━━━ Supplied passage ━━━

# Farm name



## GoatCrazy01 (Feb 14, 2016)

Hello, ya'll!

I'm trying to choose a farm name but having a hard time with it. We live in the middle of a field, with fields surrounding us on three sides, and wooded area at the other edge of our field. It is always windy, we have a few pine trees, and a few other various trees. We have decent sunrises, and amazing sunsets. Our barn is a large white pole barn with a white fenced pasture. We raise Nigerians, and are selling our large breed doe to concentrate on Nigies. Oh, and our last name starts with a B. I'd love your opinions on the names below and please suggest some or modify the ones below. I've told you a bit about our property.. so maybe ya'll can come up with something and help me out? :type:

*Note: We also have a variety of other animals, horses, chickens, rabbits, cats, dog, a few house pets, etc.*
(After each of these names would come either "Farm" or "Nigerian Dwarfs" (or dwarves), so let me know what you think for that too!) 

Windy Hollows 
Windy Pines 
Pine Hollows 
B Family 
Double B 
Sunrise Pines 
Sunset Prairie 

I would really appreciate your opinions or ideas! I want something simple, yet with meaning and not too cheesy (which I know some of these are, but wanted to give you some examples). Thank you!!


----------



## goatblessings (Jan 6, 2015)

━━━

Set problem:
In the farm-name thread, condense the paragraph that begins "I'm trying to choose a farm name" into a short bulleted list that keeps its main facts.

━━━ Information shown ━━━

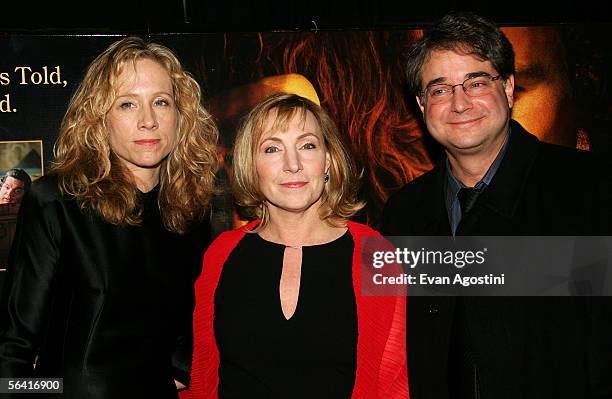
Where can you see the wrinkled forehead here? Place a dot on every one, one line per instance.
(279, 119)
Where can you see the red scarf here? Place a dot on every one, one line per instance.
(381, 341)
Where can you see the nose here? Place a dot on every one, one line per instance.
(460, 101)
(292, 162)
(148, 119)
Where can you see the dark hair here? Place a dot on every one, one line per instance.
(465, 33)
(18, 174)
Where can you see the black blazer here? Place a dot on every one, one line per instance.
(106, 307)
(527, 347)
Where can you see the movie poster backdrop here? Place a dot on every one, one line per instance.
(562, 95)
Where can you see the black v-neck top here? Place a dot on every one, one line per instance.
(313, 354)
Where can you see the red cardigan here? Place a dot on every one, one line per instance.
(381, 340)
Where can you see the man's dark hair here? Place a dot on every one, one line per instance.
(465, 33)
(18, 174)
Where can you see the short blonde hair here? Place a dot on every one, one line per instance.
(88, 170)
(340, 201)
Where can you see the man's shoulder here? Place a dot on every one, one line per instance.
(415, 189)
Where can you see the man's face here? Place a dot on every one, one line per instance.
(542, 94)
(466, 125)
(12, 191)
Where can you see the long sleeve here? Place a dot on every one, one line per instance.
(28, 288)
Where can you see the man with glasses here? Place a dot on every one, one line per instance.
(497, 179)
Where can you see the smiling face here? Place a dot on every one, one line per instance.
(466, 125)
(142, 121)
(291, 164)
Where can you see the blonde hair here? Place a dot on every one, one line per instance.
(87, 168)
(339, 200)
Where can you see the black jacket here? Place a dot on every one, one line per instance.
(527, 347)
(107, 308)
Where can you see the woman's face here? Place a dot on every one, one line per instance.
(142, 121)
(291, 164)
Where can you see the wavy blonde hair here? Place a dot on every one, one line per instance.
(339, 200)
(87, 168)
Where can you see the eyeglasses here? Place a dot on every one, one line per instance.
(475, 86)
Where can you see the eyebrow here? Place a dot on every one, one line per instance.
(133, 95)
(301, 136)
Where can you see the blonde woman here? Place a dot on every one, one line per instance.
(279, 310)
(100, 279)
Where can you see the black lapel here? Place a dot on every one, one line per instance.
(506, 189)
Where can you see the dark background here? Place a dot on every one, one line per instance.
(183, 16)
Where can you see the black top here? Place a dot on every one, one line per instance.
(528, 347)
(264, 355)
(107, 308)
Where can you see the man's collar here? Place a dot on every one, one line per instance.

━━━

Expected answer:
- Having a hard time choosing a farm name.
- The property sits in the middle of a field, with fields on three sides and a wooded area at the other edge.
- It is always windy there, with a few pine trees and a few other trees.
- The sunrises are decent and the sunsets amazing.
- There is a large white pole barn with a white fenced pasture.
- They raise Nigerians and are selling their large breed doe to concentrate on them.
- The family's last name starts with B.
- Asks for opinions on the listed names, plus new suggestions or changes, based on the property description.